— start —
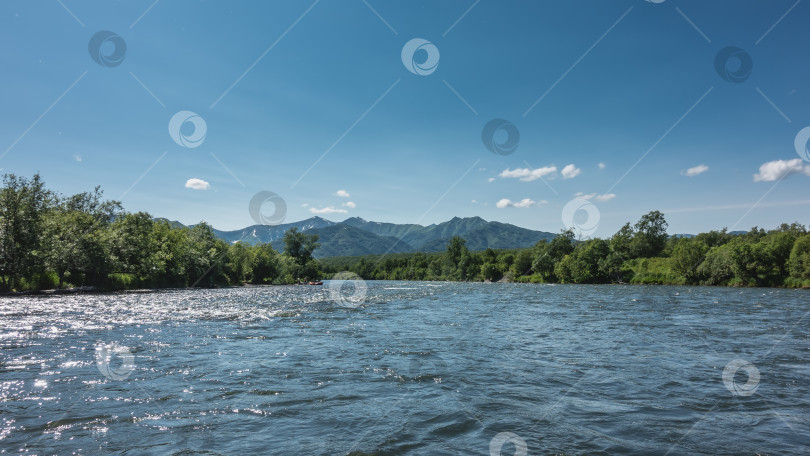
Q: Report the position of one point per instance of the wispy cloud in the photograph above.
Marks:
(328, 210)
(526, 174)
(779, 169)
(197, 184)
(595, 196)
(695, 170)
(570, 171)
(524, 203)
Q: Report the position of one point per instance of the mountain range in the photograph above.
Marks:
(355, 236)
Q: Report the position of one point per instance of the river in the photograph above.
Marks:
(408, 368)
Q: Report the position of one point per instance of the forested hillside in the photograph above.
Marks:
(48, 240)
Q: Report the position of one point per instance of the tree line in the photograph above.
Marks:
(642, 253)
(48, 240)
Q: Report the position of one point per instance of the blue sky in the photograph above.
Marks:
(304, 99)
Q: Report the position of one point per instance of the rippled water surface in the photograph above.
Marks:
(416, 368)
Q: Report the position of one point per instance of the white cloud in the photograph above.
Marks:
(526, 174)
(695, 170)
(594, 196)
(570, 171)
(328, 210)
(525, 202)
(197, 184)
(779, 169)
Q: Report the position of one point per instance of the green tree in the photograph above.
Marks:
(650, 236)
(23, 204)
(266, 264)
(687, 256)
(799, 261)
(299, 246)
(548, 254)
(239, 265)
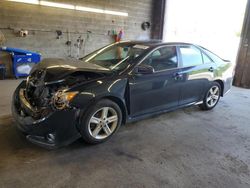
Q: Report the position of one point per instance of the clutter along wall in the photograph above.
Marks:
— end —
INSTRUCTIONS TO FOLLOW:
Copy out every one of the lines above word for word, leaving out the pictures.

ANSWER:
Q: Report the position of one point per instance of the wispy cloud in the photograph above.
Marks:
(328, 210)
(526, 174)
(779, 169)
(197, 184)
(595, 196)
(695, 170)
(570, 171)
(524, 203)
Q: Report the position of one point per instance of the mountain range in the photograph above.
Marks:
(355, 236)
Q: Report the position of one point per instance of the river in the photograph above.
Marks:
(408, 368)
Q: Report the position of one point per instance of the forested hillside in the photograph above.
Marks:
(48, 240)
Q: Report the position of one point per instance of the tree line in the photograph above.
Marks:
(642, 253)
(48, 240)
Q: Report the position of one point per instance of the blue sky in the photograph above.
Marks:
(304, 99)
Q: Report the position of one point per instance of the rippled water surface in the photograph above.
Marks:
(416, 368)
Q: Report the position of one point per instance of the white cloud in the photograph above.
Marks:
(526, 174)
(695, 170)
(594, 196)
(570, 171)
(328, 210)
(525, 202)
(197, 184)
(779, 169)
Q: Report the position of one point per instance of the green tree in the photograph above.
Marks:
(650, 236)
(23, 204)
(266, 264)
(687, 256)
(799, 261)
(299, 246)
(548, 254)
(239, 265)
Q: Report the position of one point per instance of the clutter along wall in the photograph above.
Marks:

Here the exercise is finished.